### WHAT IS BEING ASKED:
Reproduce the lines below exactly, starting at the one containing "Query: tower window" and stopping at the final line.

### DATA LISTING:

—————

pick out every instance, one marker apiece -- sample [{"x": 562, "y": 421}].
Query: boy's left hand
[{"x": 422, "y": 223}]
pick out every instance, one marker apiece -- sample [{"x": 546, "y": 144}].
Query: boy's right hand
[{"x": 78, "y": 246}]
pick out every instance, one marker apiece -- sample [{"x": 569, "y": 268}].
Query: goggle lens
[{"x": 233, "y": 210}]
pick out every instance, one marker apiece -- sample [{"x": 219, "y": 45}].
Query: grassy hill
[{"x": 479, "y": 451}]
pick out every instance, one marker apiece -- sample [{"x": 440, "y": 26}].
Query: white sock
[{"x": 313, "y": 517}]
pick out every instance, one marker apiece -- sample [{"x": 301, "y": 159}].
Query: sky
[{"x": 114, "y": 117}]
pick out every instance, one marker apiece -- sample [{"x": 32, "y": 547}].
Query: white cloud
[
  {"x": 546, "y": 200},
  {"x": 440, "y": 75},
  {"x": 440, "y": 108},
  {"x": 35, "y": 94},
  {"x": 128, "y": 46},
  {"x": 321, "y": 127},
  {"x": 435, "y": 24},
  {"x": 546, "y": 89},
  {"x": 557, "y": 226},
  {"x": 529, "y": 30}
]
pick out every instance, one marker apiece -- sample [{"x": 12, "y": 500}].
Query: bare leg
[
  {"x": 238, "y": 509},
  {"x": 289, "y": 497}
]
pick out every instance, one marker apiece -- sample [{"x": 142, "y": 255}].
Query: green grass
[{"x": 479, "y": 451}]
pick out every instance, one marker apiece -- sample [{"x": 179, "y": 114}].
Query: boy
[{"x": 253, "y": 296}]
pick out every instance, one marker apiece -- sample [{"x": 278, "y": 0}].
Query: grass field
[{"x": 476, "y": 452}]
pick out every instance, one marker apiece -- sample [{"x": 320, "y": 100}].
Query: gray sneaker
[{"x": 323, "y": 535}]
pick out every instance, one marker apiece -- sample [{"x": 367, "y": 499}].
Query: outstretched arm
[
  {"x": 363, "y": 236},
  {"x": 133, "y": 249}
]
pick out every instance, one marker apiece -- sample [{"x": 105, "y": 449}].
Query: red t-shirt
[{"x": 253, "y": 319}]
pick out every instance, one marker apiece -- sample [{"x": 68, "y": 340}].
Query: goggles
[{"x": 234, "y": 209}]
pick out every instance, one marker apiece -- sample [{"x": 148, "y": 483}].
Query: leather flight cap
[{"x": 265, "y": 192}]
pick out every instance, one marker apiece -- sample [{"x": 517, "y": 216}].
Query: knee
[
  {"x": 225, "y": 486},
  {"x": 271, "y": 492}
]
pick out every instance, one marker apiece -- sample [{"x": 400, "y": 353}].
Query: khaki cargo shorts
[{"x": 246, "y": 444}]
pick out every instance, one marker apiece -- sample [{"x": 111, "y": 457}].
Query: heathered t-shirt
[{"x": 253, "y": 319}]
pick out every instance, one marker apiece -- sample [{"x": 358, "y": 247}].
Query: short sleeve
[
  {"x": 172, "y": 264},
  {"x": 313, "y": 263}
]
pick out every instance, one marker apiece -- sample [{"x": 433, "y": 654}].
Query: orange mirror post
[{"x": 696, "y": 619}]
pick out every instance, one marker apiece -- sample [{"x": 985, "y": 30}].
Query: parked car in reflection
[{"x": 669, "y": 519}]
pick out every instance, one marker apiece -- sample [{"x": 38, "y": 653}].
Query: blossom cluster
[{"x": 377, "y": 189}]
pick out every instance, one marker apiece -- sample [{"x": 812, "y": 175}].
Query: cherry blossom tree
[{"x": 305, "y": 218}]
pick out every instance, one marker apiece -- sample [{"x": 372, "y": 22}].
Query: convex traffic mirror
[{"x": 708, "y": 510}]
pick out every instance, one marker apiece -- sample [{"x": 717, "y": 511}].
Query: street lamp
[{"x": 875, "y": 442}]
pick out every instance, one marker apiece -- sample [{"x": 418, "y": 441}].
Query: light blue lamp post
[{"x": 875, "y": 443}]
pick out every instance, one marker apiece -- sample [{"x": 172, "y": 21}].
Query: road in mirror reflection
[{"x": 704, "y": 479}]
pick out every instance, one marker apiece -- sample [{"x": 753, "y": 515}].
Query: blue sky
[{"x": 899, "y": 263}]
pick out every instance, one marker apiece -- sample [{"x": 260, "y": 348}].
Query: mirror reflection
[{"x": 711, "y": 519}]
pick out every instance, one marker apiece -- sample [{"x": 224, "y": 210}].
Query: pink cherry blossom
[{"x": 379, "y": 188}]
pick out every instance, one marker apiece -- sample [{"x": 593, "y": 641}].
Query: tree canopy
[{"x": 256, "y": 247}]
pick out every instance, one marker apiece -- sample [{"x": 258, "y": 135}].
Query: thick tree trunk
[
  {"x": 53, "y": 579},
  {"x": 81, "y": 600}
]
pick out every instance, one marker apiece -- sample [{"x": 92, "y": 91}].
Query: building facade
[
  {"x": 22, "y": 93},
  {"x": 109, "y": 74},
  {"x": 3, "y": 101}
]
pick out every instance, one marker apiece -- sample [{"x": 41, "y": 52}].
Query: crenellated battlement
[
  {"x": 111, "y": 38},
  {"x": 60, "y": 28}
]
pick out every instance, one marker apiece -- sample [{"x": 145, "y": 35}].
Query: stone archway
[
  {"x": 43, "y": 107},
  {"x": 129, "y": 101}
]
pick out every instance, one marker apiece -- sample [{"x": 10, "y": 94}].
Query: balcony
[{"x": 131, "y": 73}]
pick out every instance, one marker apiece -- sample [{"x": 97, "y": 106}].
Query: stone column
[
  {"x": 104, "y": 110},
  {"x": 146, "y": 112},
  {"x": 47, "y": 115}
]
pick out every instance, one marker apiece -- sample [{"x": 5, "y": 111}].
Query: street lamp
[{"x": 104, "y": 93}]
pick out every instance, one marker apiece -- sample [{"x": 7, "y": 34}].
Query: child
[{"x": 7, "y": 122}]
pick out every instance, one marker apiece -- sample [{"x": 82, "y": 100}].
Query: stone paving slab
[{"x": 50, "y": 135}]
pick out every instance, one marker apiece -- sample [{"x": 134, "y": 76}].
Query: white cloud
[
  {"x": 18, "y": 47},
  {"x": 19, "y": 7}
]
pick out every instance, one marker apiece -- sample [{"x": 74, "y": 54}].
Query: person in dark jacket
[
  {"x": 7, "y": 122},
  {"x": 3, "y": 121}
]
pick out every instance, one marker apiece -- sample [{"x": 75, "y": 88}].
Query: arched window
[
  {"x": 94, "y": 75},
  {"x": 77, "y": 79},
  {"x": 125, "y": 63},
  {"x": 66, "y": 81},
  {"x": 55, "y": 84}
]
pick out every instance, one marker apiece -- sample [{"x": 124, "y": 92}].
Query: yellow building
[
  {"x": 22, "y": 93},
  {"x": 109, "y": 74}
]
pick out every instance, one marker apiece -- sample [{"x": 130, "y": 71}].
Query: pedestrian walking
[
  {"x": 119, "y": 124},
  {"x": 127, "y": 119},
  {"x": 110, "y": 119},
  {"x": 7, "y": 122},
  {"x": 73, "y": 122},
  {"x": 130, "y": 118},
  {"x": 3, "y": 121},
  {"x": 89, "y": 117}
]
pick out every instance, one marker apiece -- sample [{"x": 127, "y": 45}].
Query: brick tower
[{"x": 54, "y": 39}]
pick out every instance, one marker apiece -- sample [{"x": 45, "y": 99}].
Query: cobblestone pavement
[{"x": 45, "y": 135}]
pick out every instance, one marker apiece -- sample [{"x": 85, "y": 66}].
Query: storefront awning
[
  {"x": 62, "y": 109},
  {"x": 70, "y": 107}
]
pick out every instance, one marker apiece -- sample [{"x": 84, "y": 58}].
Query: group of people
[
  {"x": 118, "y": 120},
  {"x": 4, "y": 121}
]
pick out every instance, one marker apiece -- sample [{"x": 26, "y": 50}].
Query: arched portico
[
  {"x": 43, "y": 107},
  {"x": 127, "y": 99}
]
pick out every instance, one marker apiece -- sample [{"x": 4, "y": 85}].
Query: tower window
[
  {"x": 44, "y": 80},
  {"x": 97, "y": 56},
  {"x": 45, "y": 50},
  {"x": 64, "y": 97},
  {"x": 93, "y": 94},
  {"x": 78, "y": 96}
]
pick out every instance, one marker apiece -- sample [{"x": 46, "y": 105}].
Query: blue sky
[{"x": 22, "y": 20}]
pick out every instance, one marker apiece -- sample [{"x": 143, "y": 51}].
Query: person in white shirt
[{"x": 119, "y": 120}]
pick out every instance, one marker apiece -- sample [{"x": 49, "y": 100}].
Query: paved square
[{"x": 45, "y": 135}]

—————

### ANSWER SPACE:
Query: tower window
[
  {"x": 44, "y": 80},
  {"x": 97, "y": 56},
  {"x": 45, "y": 50},
  {"x": 64, "y": 97},
  {"x": 93, "y": 94},
  {"x": 78, "y": 96}
]
pick out every instance, one marker apiece -- sample [{"x": 46, "y": 105}].
Query: blue sky
[{"x": 22, "y": 20}]
pick out every instance, one marker apiece -- sample [{"x": 143, "y": 51}].
Query: person in white shirt
[{"x": 119, "y": 120}]
pick out every instance, one marker apiece -- sample [{"x": 49, "y": 100}].
Query: paved square
[{"x": 45, "y": 135}]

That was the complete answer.